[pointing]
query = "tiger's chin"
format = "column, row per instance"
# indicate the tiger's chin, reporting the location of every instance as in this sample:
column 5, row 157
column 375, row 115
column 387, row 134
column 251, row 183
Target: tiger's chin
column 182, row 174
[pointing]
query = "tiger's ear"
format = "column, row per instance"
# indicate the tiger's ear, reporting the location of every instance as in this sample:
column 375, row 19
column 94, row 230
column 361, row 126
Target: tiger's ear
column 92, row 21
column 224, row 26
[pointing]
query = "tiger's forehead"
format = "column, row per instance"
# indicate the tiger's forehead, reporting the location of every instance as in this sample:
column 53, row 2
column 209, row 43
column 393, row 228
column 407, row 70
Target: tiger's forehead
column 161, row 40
◆ ◆ ◆ ◆
Reproduce all of the data above, substituting "leopard's" for every occurrence of "tiger's" and keeping everything else the same.

[pointing]
query = "leopard's chin"
format = "column, row per instance"
# indicate the leopard's chin, reporting the location of every instance as in this sample:
column 5, row 157
column 375, row 115
column 387, row 134
column 251, row 183
Target: leopard's chin
column 182, row 174
[pointing]
query = "leopard's ear"
format = "column, row per instance"
# indicate the leopard's ear, reporting the location of every instance as in this sample:
column 375, row 19
column 94, row 230
column 361, row 126
Target: leopard's ear
column 92, row 21
column 224, row 26
[pointing]
query = "leopard's forehead"
format = "column, row per instance"
# indicate the leopard's forehead, reporting the location of every instance as in this sample:
column 53, row 2
column 209, row 43
column 393, row 228
column 407, row 70
Target: leopard's forehead
column 161, row 40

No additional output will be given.